■ **Document extract**:
- - - - - - -
A publication in Astronomy & Astrophysics

ESO publishes images of 42 of the largest asteroids of the Solar System

Credits : ESO/M. Kornmesser/Vernazza et al./MISTRAL algorithm (ONERA/CNRS)

Using the European Southern Observatory’s Very Large Telescope (ESO’s VLT) in Chile, an international team of astronomers, including researchers from the STAR Institute of the University of Liège, have imaged during the last four years 42 of the largest objects in the asteroid belt, located between Mars and Jupiter. Never before had such a large number of asteroids been imaged so sharply. The observations reveal a wide range of densities and peculiar shapes, from spherical to dog-bone, and are helping astronomers trace the origins of the asteroids in our Solar System. The ULiège TRAPPIST telescopes have provided important data to determine the asteroids rotation periods and rebuild their precise 3D shapes.

“To date only three of the largest main belt asteroids, Ceres, Vesta and Lutetia, had been imaged with a high level of detail, as they were visited by the space missions Dawn and Rosetta of NASA and ESA, respectively,” explains Pierre Vernazza, from the Laboratoire d’Astrophysique de Marseille in France, who led study published today in Astronomy & Astrophysics. "Our ESO-VLT observations have provided sharp images for many more targets, 42 in total!" These findings were made possible thanks to the sensitivity of the Spectro-Polarimetric High-contrast Exoplanet REsearch (SPHERE) instrument mounted on ESO VLT. The TRAPPIST telescopes obtained dense light curves to determine the asteroids rotation periods.

 “The previously small number of detailed observations of asteroids meant that, until now, key characteristics such as their 3D shape or density, which allows access to their composition, had remained largely unknown”, explain Emmanuel Jehin - astronomer and FNRS Senior Asosciate at the STAR Institute of the Univeristy of Liège - who collected complementary observations during several years of those asteroids with the TRAPPIST telescopes. Indeed, between 2017 and 2019, Vernazza and his team set out to fill this gap by conducting a thorough survey of the major bodies in the asteroid belt.


The small TRAPPIST telescopes (0.6m in diameter) joined with the enormous telescopes of the VLT (8.2m Very Large Telescope, ESO), to characterize 42 of the largest asteroids in the solar system. Credit: E. Jehin and ESO.

Most of the 42 asteroids are larger than 100 km in size; in particular, the team imaged nearly all of the belt asteroids larger than 200 km, 20 out of 23. The two biggest objects probed were Ceres and Vesta, which are around 940 and 520 km in diameter, whereas the two smallest asteroids are Urania and Ausonia , each only about 90 km.

“This collection of images taken from the ground is incredibly rich. The asteroids came to life in front of us by revealing progressively their shapes thanks to images taken at different phases of their rotation. In some cases, we can even see and study their craters!” says Marin Ferrais of the TRAPPIST team, who is currently doing a doctoral thesis in Marseille.
- - - - - - -
■ **Source material**:
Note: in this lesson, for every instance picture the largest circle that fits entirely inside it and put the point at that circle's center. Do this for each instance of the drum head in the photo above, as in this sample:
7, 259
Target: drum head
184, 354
- - - - - - -
■ **Tasks**:
a: According to the asteroid article, which two asteroids were the smallest ones imaged, and what size is each?
b: Reproduce word for word the stretch of the asteroid article from "ESO publishes images" through "precise 3D shapes.".
Answer using only the asteroid article, not the listing.

■ **Answers in order**:
a: Urania and Ausonia, each only about 90 km.

b:
ESO publishes images of 42 of the largest asteroids of the Solar System

Credits : ESO/M. Kornmesser/Vernazza et al./MISTRAL algorithm (ONERA/CNRS)

Using the European Southern Observatory’s Very Large Telescope (ESO’s VLT) in Chile, an international team of astronomers, including researchers from the STAR Institute of the University of Liège, have imaged during the last four years 42 of the largest objects in the asteroid belt, located between Mars and Jupiter. Never before had such a large number of asteroids been imaged so sharply. The observations reveal a wide range of densities and peculiar shapes, from spherical to dog-bone, and are helping astronomers trace the origins of the asteroids in our Solar System. The ULiège TRAPPIST telescopes have provided important data to determine the asteroids rotation periods and rebuild their precise 3D shapes.